[Entries shown]
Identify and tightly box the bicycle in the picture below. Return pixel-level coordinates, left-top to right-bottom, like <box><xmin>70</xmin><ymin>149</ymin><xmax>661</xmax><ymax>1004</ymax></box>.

...

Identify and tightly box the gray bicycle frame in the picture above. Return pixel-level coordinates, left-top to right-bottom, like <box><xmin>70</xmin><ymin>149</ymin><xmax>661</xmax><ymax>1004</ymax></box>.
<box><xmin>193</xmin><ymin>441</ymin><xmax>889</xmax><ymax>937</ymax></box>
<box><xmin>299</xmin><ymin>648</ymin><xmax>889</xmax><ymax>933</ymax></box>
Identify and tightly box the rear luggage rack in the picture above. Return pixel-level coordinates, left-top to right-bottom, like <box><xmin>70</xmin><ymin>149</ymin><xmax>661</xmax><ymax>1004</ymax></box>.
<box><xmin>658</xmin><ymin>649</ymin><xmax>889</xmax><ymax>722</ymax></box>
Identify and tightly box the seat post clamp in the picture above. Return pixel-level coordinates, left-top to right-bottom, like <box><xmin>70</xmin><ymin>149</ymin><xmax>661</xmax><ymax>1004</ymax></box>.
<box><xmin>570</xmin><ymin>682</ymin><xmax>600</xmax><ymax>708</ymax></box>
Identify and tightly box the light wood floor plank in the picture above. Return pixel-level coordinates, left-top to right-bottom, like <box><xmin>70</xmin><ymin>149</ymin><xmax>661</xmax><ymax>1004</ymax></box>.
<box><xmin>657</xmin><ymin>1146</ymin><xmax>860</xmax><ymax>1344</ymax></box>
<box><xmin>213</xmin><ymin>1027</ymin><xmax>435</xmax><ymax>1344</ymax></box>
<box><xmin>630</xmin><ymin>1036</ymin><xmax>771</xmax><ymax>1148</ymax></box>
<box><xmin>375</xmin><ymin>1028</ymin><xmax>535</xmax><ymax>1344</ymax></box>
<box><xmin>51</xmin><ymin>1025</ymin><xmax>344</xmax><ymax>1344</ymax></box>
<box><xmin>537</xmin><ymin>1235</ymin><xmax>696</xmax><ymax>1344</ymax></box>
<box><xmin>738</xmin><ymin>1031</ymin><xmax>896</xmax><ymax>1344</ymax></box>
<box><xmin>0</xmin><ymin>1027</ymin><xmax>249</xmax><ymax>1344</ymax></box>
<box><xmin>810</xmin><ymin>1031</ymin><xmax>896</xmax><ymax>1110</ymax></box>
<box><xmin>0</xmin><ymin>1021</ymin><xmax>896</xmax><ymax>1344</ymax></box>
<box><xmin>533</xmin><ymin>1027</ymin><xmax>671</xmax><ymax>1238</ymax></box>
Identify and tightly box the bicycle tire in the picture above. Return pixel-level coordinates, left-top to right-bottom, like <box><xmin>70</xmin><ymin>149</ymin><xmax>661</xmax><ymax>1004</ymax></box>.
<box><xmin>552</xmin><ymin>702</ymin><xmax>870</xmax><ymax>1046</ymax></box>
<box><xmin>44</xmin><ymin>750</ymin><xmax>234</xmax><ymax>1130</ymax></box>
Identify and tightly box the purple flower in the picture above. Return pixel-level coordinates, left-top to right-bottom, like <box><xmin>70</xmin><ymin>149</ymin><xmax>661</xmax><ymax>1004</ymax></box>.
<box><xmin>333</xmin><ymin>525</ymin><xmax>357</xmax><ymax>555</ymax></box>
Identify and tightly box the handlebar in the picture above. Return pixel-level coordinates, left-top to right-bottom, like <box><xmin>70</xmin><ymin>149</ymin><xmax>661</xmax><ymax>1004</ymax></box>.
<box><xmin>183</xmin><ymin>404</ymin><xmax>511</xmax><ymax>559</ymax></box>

* * *

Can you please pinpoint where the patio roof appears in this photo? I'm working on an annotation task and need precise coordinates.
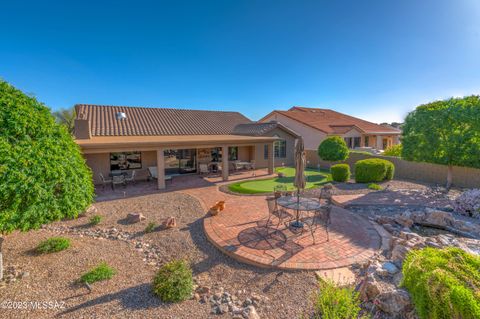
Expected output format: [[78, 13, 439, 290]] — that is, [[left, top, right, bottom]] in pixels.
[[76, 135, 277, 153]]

[Problem statement] Copy out, word for word, the records from the line containing "Can you please" up to and including the line containing "[[76, 135, 277, 153]]", leaving out the pictures.

[Result for this task]
Can you please pinpoint where the patio roof appears in this photo? I'm working on an annotation task and need precise coordinates.
Expected output format: [[78, 13, 439, 290]] — that is, [[left, top, right, bottom]] in pixels.
[[76, 135, 277, 153]]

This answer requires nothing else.